§ **Task objective**
Swap "tachometer" for "rev counter" in the stretch of the material from the line containing "Q: Indicate one point per instance of the windshield wiper" through the end. Return only those lines, with everything else left as it is.

[Location annotation dataset excerpts]

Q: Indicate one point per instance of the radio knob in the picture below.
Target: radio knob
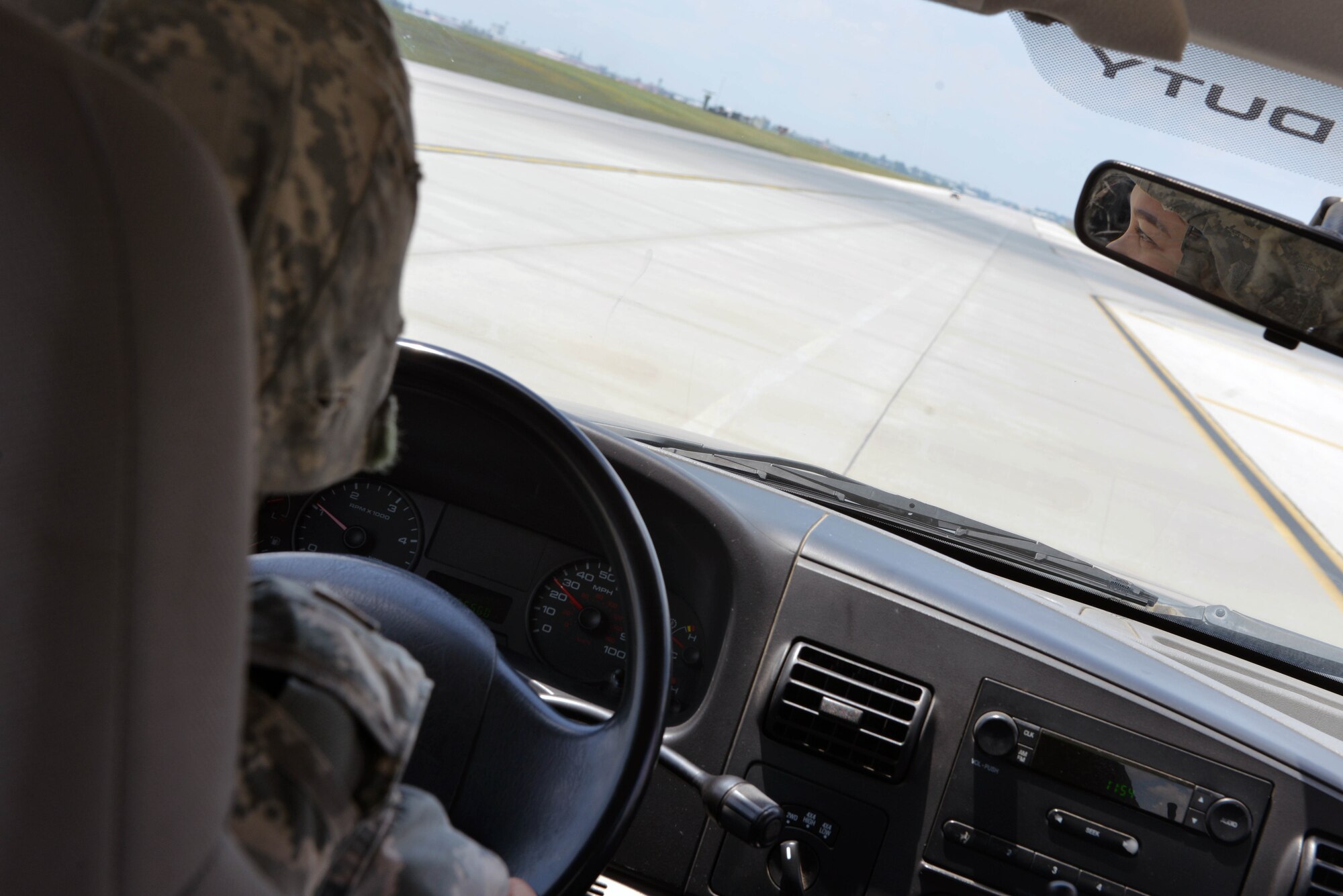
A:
(1230, 822)
(996, 734)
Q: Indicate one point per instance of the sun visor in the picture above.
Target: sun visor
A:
(1156, 28)
(1211, 97)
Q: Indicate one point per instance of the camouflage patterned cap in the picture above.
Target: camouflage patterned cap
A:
(1256, 266)
(307, 106)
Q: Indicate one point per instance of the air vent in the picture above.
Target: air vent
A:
(853, 714)
(1322, 868)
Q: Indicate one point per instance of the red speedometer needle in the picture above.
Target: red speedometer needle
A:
(567, 593)
(332, 515)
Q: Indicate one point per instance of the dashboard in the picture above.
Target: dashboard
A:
(927, 728)
(555, 607)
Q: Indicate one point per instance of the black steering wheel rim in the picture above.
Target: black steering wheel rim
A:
(542, 807)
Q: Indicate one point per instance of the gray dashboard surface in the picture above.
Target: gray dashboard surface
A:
(876, 557)
(794, 572)
(853, 585)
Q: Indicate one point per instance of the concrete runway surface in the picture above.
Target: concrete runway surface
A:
(952, 350)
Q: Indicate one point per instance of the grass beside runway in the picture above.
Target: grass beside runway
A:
(434, 44)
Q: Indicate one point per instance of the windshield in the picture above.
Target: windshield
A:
(841, 234)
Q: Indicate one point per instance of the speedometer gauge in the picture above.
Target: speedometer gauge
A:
(580, 628)
(361, 517)
(578, 623)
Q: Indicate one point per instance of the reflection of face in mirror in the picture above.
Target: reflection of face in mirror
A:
(1220, 250)
(1156, 235)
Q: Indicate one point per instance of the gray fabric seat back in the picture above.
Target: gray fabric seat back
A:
(126, 444)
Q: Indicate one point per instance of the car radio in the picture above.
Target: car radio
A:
(1043, 793)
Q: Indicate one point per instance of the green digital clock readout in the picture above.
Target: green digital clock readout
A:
(1122, 791)
(1113, 777)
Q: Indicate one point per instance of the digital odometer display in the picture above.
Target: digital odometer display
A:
(1111, 777)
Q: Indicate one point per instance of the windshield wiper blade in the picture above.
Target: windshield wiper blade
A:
(929, 521)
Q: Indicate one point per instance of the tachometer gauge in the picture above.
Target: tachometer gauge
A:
(362, 517)
(580, 628)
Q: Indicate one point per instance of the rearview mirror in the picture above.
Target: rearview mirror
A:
(1260, 266)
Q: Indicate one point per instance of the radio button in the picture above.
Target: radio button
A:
(1054, 870)
(996, 734)
(1009, 852)
(964, 835)
(1230, 822)
(1090, 883)
(1028, 734)
(1117, 842)
(1204, 799)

§ **Response**
Q: Indicate one point per instance of the windshield wiper blade in the picture above.
Target: windshield wiper blade
A:
(929, 521)
Q: Indicate one point per instance of the rev counter gauge in the picture above.
Target: rev counter gauge
A:
(362, 517)
(580, 628)
Q: Indicate one point per instance of the rearview mirror in the picture above.
Target: rearview mirror
A:
(1260, 266)
Q: Indicate one point per instance of the radio button in the picture above.
Target: radio button
A:
(1054, 870)
(996, 734)
(1009, 852)
(964, 835)
(1230, 822)
(1090, 883)
(1028, 734)
(1117, 842)
(1204, 799)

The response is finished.